What if the ground beneath our feet could be engineered to do more than support buildings and roads, such as help fight climate change and make communities safer?
Kamelia Atefi, an associate professor at York University’s Lassonde School of Engineering, believes engineers have a unique role in confronting climate change. A warming world brings heavier rains, hotter summers and shifting soils that crack roads, weaken bridges and damage buildings.
Engineers, who design and maintain much of that infrastructure, are uniquely positioned to respond with innovative solutions.
“We cannot use the standard design procedures that we’ve been using,” Atefi says. “We have to redefine the way we are designing things.”
For more than 12 years, Atefi has been contributing to that mandate. A specialist in geomechanics – the branch of civil engineering that studies how soil and rock behave under mechanical, hydraulic and thermal forces – she is reshaping the field through a climate‑focused lens. Instead of treating the ground merely as a foundation, her work examines how it can actively reduce carbon emissions, improve resilience and support sustainable construction.
For example, among her projects, Atefi is exploring innovations through geothermal energy – the heat stored beneath the earth’s surface – as an alternative source for electricity, heating and cooling.
Making shallow geothermal cooling systems work safely and efficiently requires understanding how underground heat, water and soil pressures interact; miscalculating any of these forces could cause failures to infrastructure, reduction of energy efficiency or even damage to the nearby ground.
Atefi is pursuing this through a collaborative $7‑million project led by the University of Waterloo and funded by the Canada Foundation for Innovation's Innovation Fund (CFI-IF). With $500,000 dedicated to her team at York University, she is collaborating to build the largest geothermal energy and energy geo-storage research centre in Canada.
Using state-of-the-art triaxial testing equipment funded through the CFI-IF project, Atefi will replicate underground conditions in the lab, applying realistic heat, water flow and pressure to soil and rock samples. This allows her team to study how porous materials respond to thermal and hydraulic loads – including those found in geothermal systems and in conditions created by climate change – ensuring that designs can be both safe and efficient for real-world settings.
Atefi's also leads a collaborative project with the University of Guelph, Carleton University and the University of Waterloo that received $250,000 from the New Frontiers in Research Fund (NFRF) – Exploration stream. In this project, she is building on a technique called microbiologically induced calcite precipitation (MICP), which emulates a natural process in which bacteria produce calcium carbonate, a mineral that binds soil grains together.
“The whole idea behind MICP is to use natural microbes that exist in this environment, feed them some nutrients and let them grow,” she explains. “They produce a very natural cement – you can call it bio‑cement.”
Engineers can use this process in situations like mine tailings, which are the leftover materials after valuable minerals or metals have been extracted. If unstable, tailings can collapse or leak toxic water; MICP, however, can turn loose, dangerous tailings into something more solid and safer, using bacteria instead of cement.

• _DATA SUPPLIED_:
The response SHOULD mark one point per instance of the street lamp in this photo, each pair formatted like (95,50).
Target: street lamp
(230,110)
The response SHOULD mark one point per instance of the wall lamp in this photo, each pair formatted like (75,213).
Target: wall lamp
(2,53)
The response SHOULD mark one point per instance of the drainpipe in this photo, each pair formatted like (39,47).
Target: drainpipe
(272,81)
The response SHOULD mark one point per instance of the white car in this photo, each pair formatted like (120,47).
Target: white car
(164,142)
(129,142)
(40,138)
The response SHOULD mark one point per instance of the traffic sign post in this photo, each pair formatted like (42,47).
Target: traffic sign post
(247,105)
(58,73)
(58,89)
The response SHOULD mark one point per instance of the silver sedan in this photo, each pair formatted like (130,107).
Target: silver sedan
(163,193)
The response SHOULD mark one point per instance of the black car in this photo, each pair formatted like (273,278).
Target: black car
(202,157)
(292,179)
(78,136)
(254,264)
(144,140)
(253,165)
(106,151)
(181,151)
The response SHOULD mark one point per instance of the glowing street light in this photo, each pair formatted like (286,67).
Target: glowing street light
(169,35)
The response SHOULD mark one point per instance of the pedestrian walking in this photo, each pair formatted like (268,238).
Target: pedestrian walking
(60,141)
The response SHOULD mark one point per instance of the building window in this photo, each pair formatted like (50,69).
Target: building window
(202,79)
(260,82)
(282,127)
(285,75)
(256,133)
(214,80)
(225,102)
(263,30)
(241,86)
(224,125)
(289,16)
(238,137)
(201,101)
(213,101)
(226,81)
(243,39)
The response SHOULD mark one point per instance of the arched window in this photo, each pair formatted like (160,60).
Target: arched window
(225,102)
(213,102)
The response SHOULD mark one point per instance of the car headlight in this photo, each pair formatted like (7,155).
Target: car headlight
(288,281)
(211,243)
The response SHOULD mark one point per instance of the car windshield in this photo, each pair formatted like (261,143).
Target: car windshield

• _ABOUT THIS TASK_: From the article on Atefi's geomechanics research, extract the passage starting at "What if the" and ending at "and damage buildings.", copied word for word.

• _TASK ANSWER_:
What if the ground beneath our feet could be engineered to do more than support buildings and roads, such as help fight climate change and make communities safer?
Kamelia Atefi, an associate professor at York University’s Lassonde School of Engineering, believes engineers have a unique role in confronting climate change. A warming world brings heavier rains, hotter summers and shifting soils that crack roads, weaken bridges and damage buildings.